___ Exercise material

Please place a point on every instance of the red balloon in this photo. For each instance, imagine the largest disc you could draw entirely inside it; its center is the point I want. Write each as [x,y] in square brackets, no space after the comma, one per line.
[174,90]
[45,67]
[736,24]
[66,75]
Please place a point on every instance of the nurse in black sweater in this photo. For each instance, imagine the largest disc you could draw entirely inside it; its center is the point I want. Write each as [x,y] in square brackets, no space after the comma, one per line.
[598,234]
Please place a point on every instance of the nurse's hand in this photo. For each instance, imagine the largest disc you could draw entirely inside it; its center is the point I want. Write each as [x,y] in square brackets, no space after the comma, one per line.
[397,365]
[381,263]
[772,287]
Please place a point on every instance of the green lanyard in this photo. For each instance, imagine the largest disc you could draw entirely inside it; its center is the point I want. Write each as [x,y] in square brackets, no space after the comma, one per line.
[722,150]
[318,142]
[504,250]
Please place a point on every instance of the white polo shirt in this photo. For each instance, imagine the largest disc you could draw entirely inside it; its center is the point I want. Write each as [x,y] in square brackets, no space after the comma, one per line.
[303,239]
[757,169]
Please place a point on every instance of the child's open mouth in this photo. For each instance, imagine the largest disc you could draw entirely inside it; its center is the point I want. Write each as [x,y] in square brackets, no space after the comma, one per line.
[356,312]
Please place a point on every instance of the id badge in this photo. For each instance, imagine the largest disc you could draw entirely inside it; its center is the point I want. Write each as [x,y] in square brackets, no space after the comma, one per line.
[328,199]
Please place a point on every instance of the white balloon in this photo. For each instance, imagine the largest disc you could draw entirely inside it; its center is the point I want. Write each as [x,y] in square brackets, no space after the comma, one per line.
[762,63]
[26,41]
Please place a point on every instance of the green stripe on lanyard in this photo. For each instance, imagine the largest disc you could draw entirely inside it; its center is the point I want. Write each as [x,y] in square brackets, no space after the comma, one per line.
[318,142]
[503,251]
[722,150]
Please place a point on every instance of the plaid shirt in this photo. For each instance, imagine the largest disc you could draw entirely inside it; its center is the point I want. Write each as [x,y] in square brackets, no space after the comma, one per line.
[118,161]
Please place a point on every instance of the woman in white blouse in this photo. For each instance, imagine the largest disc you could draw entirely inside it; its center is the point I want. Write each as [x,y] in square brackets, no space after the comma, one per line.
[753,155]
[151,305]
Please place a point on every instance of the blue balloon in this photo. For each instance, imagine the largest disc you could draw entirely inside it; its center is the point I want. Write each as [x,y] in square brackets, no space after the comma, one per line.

______

__Exercise instructions__
Retype all the records, matching them exactly.

__Response to this task__
Please place a point on every instance of the red balloon in this photo. For each instance, imagine the largest disc you could draw entirely inside it; its center is the point I want. Write each as [x,y] in square brackets, no space after the comma, one per line.
[174,90]
[45,67]
[736,24]
[66,75]
Please place a point on every instance of the nurse in black sweater in this photo. For each instance, imagine the largest disc you could draw entirely inside it; its center is the point I want. Write each as [x,y] in square brackets, no space after the comma, one per line.
[598,234]
Please place a point on every instance of the nurse's hand in this photo. For each instance, imagine the largest disc you could draw entirely inside it; its center is the point I want. Write each as [x,y] in square brackets, no space after the comma, one per line.
[397,365]
[381,263]
[772,287]
Please place a point on every instance of the green lanyard in this photo. For each instance, imagine the largest disc you could draw entirely inside it; its center is the point I want. Write each as [x,y] in square brackets, no space after the comma, one per line.
[722,150]
[318,142]
[504,250]
Please place a point on every instance of the white polo shirt in this photo. For each instance, imagine the largest disc you could draw entirely inside it; its center is the point I want. Write each as [x,y] in square brackets, no space after the comma, one per line.
[303,239]
[757,169]
Please place a point on every instance of the child's open mouth in this photo. For each instance, imagine the largest disc you could draw entirely inside it; its center is the point I want. Write each as [x,y] in square brackets, no space after the comma, one per line.
[356,312]
Please place a point on every instance of the id badge in this photo. For each instance, imagine the largest disc you could draw entirely inside it; its center is the point I want. Write each as [x,y] in square brackets, no space after the comma, one per line.
[328,199]
Please place a point on every instance of the white balloon in this photo. For each instance, imagine the largest disc you could draw entirely inside it; its center is the point I want. Write each as [x,y] in square brackets, no space after the comma, one per line.
[762,63]
[26,41]
Please place a point on every instance of the green stripe on lanyard in this photo. For each instance, imagine the largest disc you could draw entirely inside it; its center is the point I want. Write each as [x,y] in square brackets, no space after the comma, one per line.
[318,142]
[503,251]
[722,150]
Please place a point on every instance of the plaid shirt in this photo. For each instance, imagine the largest disc you could draw entirely inside it; its center is the point I want. Write each as [x,y] in square brackets, no space after the comma, one per line.
[118,161]
Please place a point on every instance of the woman in white blouse in this photo. For each instance, imagine the largest disc you could draw entirely inside it; its center is the point I want. Write each as [x,y] in square brackets, no space after the comma, one per line.
[753,155]
[151,305]
Please place a point on every instance of the blue balloon in this photo. For each instance, imagine the largest disc you could draw entirely inside it; its center is the point I want. Write each as [x,y] in square brackets, no space after the comma, one per line.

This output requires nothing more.